(Extracted data entries)
^^^^

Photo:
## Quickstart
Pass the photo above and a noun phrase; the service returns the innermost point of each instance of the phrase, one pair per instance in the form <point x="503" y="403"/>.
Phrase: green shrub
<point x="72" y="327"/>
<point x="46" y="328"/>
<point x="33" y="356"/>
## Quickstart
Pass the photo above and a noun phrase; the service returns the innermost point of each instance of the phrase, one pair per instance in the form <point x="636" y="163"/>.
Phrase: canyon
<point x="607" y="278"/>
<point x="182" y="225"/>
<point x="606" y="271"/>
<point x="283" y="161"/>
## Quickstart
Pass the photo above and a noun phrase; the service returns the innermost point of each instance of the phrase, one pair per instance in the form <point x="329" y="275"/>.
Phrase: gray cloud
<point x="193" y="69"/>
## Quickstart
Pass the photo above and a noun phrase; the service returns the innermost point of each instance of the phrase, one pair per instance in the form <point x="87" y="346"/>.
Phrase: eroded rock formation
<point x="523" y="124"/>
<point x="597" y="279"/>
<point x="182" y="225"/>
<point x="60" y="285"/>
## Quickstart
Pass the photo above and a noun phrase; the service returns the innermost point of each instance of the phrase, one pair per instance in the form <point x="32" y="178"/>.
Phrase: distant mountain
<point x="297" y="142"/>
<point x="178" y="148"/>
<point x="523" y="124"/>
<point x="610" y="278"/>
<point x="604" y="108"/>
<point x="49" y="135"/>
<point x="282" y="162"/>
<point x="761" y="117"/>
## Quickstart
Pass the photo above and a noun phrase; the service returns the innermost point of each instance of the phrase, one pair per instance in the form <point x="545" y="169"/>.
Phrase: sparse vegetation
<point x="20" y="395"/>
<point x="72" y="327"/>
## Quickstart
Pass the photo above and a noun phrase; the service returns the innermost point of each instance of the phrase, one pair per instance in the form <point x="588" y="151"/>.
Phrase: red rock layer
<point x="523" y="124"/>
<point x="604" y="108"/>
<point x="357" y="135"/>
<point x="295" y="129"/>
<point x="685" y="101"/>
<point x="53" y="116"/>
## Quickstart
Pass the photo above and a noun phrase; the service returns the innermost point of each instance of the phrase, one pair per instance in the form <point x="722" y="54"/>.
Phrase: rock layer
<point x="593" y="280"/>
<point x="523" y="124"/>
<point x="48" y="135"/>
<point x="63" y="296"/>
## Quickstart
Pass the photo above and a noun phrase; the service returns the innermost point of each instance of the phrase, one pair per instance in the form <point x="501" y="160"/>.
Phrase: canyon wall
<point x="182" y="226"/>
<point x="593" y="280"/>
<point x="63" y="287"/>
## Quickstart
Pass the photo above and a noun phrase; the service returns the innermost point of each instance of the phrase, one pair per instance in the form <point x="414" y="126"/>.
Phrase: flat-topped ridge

^^^^

**Aim of the task**.
Locate every line in the records above that contains the word "layer", and copy each such line.

**Worked solution**.
Phrase: red rock layer
Phrase: rock layer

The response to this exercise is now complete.